Out of the lines below, please list those that hold the string "patina".
++++ Data section ++++
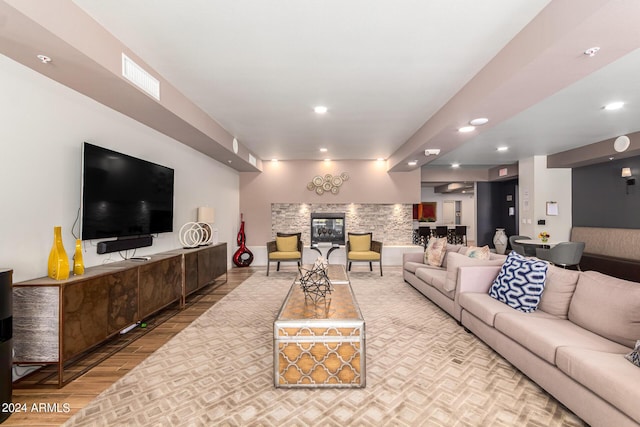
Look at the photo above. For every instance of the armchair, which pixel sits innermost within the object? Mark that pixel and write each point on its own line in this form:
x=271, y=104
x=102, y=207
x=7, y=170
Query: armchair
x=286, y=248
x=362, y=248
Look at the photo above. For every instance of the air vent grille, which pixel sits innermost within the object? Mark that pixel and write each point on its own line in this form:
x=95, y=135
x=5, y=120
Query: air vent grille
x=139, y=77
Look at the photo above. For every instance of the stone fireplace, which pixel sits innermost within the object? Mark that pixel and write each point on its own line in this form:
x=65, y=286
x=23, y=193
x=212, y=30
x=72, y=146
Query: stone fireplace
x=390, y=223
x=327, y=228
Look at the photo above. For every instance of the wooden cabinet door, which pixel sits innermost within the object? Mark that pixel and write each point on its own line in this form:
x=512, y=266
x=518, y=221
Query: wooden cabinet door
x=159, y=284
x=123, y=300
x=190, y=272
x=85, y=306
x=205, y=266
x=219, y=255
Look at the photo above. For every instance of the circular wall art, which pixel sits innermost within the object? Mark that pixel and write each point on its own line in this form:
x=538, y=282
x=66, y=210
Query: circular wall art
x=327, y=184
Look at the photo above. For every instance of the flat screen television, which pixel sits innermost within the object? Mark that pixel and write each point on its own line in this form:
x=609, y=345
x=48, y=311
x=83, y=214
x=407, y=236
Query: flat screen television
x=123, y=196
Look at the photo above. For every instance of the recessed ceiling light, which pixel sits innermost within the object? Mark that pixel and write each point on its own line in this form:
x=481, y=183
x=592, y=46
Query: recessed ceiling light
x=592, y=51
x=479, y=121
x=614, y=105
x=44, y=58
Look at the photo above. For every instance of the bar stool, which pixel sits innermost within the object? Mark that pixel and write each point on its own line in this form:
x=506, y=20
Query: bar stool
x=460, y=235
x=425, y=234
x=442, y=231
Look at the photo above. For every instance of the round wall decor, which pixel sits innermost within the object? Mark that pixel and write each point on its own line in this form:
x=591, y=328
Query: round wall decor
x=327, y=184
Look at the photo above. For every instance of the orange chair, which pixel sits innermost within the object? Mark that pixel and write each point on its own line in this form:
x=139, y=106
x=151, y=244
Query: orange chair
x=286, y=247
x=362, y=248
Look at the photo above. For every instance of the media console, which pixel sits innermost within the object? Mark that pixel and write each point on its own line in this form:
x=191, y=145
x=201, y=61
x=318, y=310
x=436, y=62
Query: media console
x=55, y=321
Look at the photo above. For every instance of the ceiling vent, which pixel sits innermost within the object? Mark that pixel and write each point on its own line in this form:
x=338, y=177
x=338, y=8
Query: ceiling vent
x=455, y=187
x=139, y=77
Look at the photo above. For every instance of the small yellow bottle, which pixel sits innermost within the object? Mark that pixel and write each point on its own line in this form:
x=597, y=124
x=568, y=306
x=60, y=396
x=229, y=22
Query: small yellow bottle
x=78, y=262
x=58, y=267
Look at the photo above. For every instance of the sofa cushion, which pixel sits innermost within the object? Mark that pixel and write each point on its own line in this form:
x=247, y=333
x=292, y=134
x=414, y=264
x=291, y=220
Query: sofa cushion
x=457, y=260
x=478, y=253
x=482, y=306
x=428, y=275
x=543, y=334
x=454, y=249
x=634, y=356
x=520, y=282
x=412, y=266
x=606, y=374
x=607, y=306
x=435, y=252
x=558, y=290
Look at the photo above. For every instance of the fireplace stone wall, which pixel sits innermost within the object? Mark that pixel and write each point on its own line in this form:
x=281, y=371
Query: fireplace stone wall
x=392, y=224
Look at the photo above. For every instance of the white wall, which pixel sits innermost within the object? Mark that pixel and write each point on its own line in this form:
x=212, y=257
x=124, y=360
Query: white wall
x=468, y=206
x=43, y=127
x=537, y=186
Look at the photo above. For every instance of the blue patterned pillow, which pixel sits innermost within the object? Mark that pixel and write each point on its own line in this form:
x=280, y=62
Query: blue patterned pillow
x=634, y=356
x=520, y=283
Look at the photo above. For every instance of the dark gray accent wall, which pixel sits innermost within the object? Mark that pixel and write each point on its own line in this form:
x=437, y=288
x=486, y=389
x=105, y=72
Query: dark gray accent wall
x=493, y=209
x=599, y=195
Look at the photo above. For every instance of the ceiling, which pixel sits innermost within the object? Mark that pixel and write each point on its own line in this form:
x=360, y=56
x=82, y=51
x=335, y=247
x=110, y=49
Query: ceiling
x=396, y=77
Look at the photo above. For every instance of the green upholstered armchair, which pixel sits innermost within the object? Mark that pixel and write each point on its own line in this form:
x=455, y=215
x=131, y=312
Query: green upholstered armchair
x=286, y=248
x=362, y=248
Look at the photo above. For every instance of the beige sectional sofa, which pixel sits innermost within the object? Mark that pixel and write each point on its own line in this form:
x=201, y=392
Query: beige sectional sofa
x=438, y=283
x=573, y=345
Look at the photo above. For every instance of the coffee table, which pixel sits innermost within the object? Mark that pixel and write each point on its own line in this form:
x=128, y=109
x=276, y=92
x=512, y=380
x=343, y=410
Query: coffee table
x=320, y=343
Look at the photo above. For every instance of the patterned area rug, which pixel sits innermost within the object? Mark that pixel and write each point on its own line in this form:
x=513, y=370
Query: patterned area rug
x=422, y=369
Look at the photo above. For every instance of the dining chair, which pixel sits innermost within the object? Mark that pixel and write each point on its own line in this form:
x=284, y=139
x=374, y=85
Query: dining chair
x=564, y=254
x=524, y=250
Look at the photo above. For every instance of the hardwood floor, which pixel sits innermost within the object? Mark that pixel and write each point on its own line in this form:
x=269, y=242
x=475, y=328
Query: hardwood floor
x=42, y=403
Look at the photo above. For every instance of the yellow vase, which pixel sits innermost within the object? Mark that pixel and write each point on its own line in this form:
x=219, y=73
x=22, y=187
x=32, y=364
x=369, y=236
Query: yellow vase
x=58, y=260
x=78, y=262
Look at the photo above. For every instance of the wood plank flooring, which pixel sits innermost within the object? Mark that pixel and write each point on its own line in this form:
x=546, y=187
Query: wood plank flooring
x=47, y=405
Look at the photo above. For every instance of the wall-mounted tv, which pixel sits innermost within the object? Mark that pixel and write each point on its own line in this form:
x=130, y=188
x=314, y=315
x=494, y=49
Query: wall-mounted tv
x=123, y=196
++++
++++ Data section ++++
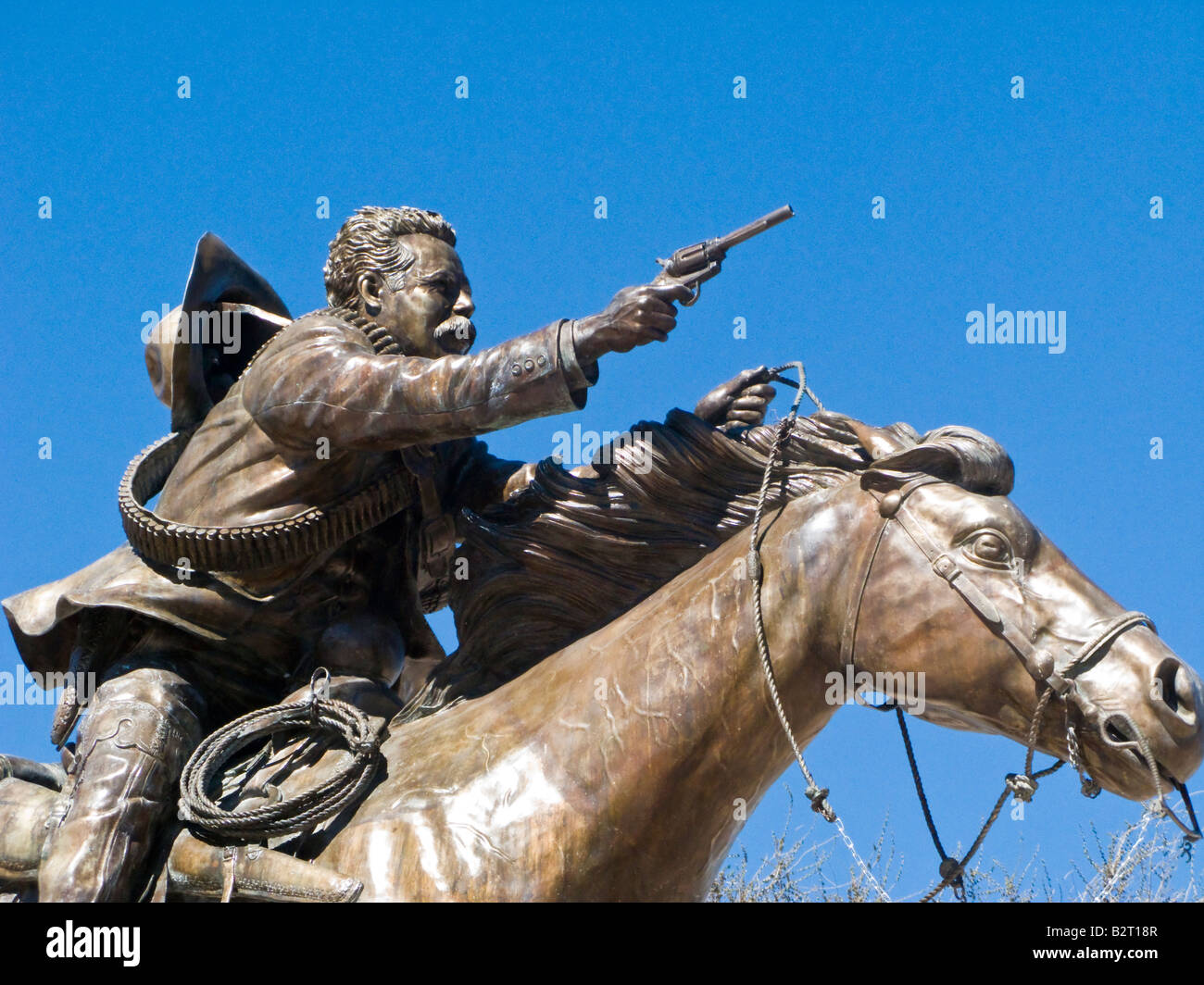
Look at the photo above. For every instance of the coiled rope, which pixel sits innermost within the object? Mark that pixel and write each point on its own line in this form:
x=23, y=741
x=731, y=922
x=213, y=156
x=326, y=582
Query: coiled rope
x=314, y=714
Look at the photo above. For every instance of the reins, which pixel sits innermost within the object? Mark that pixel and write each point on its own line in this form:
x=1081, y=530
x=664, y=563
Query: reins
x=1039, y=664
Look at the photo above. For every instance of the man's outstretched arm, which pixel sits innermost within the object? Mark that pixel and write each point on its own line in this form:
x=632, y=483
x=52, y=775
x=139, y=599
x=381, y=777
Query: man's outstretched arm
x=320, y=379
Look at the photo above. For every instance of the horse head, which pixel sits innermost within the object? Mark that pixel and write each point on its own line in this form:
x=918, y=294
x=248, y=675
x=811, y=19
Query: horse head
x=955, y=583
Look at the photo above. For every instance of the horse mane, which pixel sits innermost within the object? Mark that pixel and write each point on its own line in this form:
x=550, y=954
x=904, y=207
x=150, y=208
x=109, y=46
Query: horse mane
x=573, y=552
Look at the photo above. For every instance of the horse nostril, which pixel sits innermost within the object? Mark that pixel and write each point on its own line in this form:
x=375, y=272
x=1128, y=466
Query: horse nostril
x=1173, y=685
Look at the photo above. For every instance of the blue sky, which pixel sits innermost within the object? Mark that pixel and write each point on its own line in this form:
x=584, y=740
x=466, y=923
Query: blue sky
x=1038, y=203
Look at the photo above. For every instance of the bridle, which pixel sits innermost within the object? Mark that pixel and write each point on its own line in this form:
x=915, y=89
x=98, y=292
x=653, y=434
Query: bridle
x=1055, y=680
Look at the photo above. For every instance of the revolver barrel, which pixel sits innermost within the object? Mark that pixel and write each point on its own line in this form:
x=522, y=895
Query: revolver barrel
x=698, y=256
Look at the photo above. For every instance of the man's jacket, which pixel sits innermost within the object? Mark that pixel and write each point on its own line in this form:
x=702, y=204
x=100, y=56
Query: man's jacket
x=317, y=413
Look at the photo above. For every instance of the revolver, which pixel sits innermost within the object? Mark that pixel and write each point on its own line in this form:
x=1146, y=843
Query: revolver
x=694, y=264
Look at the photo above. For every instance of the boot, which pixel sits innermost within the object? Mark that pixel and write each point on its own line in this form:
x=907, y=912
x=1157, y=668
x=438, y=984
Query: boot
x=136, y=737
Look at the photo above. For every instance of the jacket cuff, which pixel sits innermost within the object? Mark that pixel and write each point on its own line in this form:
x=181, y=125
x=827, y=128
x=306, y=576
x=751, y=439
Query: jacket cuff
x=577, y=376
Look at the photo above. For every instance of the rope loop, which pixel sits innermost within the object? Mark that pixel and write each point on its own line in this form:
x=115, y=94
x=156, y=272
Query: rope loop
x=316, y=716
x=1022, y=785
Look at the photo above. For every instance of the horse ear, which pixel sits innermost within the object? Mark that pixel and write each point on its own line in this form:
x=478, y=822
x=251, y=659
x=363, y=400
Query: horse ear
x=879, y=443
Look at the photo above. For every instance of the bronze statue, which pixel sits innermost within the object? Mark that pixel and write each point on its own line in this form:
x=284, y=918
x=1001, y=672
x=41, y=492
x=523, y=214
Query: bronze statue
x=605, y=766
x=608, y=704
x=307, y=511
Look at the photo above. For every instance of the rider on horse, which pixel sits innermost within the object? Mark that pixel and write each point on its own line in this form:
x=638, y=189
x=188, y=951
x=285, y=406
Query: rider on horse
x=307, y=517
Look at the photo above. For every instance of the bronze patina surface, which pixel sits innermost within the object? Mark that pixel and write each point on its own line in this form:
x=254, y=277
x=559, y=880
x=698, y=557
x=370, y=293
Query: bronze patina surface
++++
Solution to this task ->
Look at the photo above. For every instance of the bronze patina surface, which pixel sits innermost within the object? Mark that pixel and write each point on its own line in this form:
Query: bronze patina surface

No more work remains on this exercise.